START
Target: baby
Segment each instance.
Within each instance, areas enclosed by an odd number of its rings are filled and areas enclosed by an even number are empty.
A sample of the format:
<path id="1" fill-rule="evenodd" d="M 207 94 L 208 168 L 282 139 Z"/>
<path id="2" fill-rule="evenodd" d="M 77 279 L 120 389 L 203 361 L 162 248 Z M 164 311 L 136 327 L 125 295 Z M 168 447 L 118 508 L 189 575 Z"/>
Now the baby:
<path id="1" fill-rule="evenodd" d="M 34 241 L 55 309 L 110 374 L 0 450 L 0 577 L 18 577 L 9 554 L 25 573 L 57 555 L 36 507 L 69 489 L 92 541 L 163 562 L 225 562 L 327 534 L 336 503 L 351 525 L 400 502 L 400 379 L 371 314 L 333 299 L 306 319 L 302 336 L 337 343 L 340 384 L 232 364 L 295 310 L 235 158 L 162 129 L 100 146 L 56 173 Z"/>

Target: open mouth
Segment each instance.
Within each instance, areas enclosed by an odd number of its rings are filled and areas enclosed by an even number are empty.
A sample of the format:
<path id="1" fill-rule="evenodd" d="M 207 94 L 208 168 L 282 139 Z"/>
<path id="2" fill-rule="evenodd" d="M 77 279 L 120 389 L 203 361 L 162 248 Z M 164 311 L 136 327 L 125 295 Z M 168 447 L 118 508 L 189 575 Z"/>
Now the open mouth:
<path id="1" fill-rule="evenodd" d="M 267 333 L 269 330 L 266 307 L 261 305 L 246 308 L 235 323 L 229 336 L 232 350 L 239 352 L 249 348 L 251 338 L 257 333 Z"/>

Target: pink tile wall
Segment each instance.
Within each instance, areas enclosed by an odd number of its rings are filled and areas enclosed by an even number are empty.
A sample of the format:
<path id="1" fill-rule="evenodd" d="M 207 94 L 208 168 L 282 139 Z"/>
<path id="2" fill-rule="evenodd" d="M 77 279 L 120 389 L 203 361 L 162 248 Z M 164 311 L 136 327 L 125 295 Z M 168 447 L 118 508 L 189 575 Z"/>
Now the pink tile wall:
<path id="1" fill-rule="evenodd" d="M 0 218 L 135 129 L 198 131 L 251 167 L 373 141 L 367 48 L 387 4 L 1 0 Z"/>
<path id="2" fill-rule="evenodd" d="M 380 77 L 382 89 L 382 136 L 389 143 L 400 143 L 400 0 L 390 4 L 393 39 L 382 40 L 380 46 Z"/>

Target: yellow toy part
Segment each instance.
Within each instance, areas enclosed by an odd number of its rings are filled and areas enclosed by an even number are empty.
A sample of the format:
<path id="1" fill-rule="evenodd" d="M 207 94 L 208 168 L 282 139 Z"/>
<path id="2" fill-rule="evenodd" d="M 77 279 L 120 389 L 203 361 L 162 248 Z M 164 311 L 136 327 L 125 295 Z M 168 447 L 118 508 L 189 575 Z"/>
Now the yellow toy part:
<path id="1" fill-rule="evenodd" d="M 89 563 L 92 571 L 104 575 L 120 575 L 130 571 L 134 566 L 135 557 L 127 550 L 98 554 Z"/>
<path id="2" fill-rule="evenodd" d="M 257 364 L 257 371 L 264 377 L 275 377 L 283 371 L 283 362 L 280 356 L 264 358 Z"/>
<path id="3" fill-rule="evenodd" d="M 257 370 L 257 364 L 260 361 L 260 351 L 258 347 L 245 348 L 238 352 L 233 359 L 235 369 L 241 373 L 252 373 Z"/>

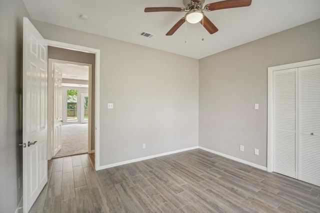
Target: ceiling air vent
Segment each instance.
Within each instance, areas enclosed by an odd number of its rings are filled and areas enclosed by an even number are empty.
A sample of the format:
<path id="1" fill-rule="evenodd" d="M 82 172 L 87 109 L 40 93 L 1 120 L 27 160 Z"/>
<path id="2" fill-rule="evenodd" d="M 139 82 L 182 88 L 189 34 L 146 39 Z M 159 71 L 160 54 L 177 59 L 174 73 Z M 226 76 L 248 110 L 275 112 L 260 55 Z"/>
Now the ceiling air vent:
<path id="1" fill-rule="evenodd" d="M 142 35 L 142 36 L 146 37 L 148 38 L 151 38 L 154 36 L 154 35 L 152 35 L 152 34 L 148 33 L 146 32 L 142 32 L 141 33 L 140 33 L 140 35 Z"/>

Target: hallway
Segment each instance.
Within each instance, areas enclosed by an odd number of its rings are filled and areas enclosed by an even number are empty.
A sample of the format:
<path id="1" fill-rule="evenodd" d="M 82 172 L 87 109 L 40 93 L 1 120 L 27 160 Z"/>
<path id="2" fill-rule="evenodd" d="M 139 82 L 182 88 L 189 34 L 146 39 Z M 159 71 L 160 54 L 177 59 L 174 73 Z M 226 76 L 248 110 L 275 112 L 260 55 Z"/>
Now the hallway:
<path id="1" fill-rule="evenodd" d="M 52 158 L 88 153 L 88 123 L 64 125 L 62 132 L 62 148 Z"/>

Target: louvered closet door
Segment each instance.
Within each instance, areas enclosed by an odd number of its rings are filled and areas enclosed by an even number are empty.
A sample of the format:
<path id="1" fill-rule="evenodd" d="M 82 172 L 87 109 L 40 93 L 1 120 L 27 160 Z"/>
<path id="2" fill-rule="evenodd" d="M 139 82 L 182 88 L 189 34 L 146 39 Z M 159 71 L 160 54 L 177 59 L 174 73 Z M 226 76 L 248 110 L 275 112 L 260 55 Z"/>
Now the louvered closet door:
<path id="1" fill-rule="evenodd" d="M 297 69 L 273 74 L 273 170 L 296 178 Z"/>
<path id="2" fill-rule="evenodd" d="M 298 73 L 298 179 L 320 186 L 320 65 Z"/>

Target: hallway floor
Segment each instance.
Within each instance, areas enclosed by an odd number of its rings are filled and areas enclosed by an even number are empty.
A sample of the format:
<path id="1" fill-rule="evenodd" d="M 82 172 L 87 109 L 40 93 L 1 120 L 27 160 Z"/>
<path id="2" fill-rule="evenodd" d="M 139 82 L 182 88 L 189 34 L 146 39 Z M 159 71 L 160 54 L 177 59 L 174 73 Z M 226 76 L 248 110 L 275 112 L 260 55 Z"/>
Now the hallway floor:
<path id="1" fill-rule="evenodd" d="M 53 158 L 87 153 L 88 124 L 62 125 L 61 139 L 62 148 Z"/>

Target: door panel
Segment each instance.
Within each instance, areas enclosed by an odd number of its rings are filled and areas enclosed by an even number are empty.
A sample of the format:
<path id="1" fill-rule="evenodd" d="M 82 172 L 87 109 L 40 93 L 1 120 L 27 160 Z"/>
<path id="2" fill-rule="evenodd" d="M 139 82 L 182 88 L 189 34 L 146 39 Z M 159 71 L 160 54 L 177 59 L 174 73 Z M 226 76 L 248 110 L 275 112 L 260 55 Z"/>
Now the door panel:
<path id="1" fill-rule="evenodd" d="M 320 186 L 320 65 L 299 68 L 298 178 Z"/>
<path id="2" fill-rule="evenodd" d="M 292 178 L 296 176 L 296 72 L 274 72 L 274 171 Z"/>
<path id="3" fill-rule="evenodd" d="M 54 64 L 54 156 L 60 151 L 62 127 L 62 70 Z"/>
<path id="4" fill-rule="evenodd" d="M 24 213 L 48 181 L 47 45 L 24 18 L 22 143 Z M 29 145 L 28 145 L 29 144 Z"/>

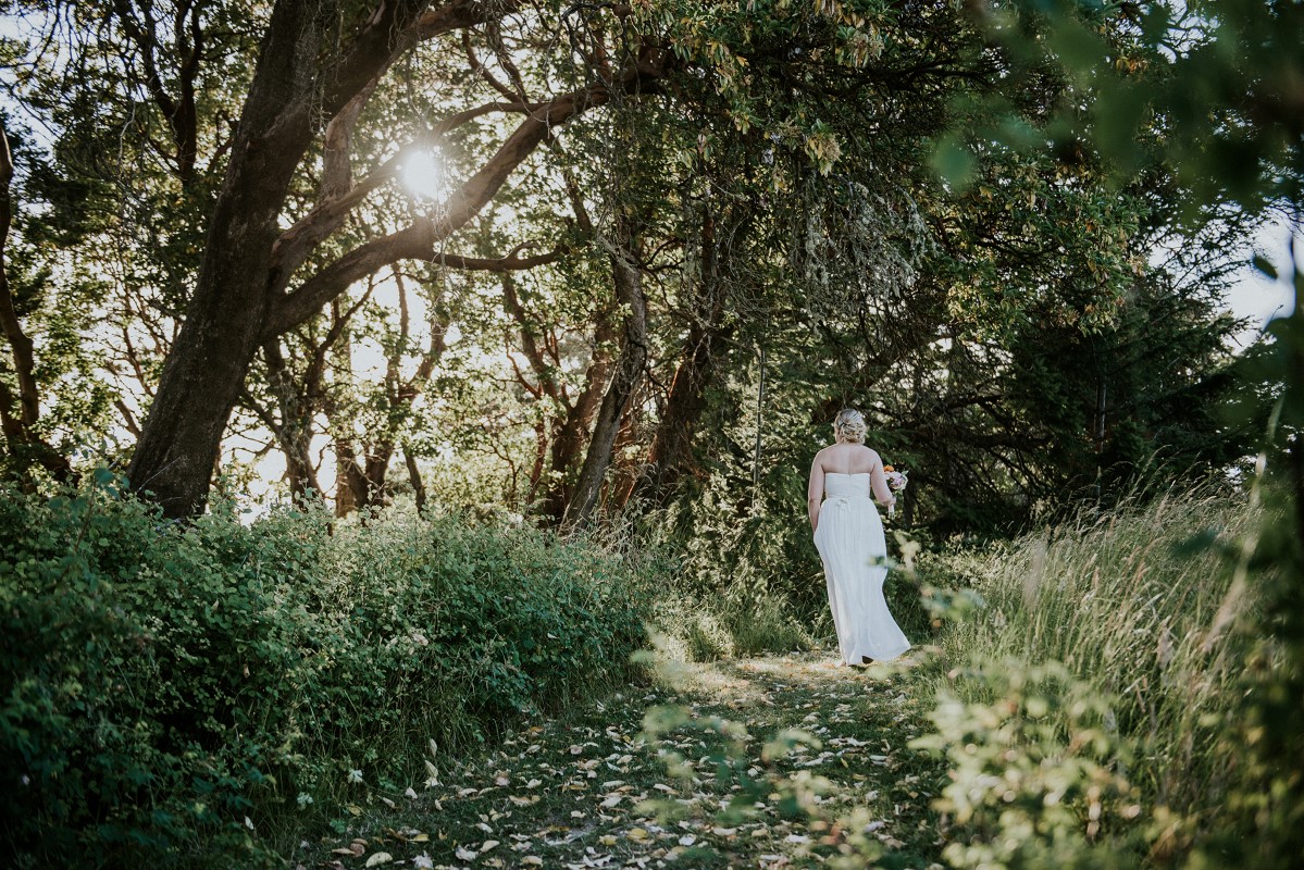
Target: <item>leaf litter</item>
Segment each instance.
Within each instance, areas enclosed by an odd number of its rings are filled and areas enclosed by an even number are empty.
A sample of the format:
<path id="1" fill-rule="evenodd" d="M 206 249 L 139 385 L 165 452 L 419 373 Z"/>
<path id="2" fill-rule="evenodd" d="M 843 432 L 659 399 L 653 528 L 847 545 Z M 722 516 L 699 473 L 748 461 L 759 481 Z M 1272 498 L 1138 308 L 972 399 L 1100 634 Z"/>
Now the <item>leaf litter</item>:
<path id="1" fill-rule="evenodd" d="M 536 720 L 480 758 L 428 762 L 421 788 L 394 794 L 407 800 L 369 788 L 344 810 L 344 833 L 299 863 L 696 870 L 876 854 L 936 867 L 930 801 L 945 767 L 906 746 L 926 728 L 925 680 L 827 661 L 677 664 L 673 678 Z"/>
END
Could you write out the rows between the line holding "Target: louvered closet door" and the line holding "298 73 L 298", inclusive, reproducing them exactly?

* COMPLETED TASK
Target: louvered closet door
Segment each instance.
Within each instance, areas enclosed by an odd number of its rings are filled and areas enclosed by an even number are empty.
A sample of the format:
<path id="1" fill-rule="evenodd" d="M 82 172 L 87 109 L 40 93 L 1 120 L 27 160 Z"/>
<path id="2" fill-rule="evenodd" d="M 139 82 L 182 88 L 189 34 L 146 39 Z M 159 71 L 160 54 L 177 59 L 174 73 Z M 226 76 L 248 110 L 275 112 L 260 55 Z"/>
Now the louvered closet door:
<path id="1" fill-rule="evenodd" d="M 297 69 L 273 74 L 273 170 L 296 178 Z"/>
<path id="2" fill-rule="evenodd" d="M 298 73 L 298 179 L 320 186 L 320 65 Z"/>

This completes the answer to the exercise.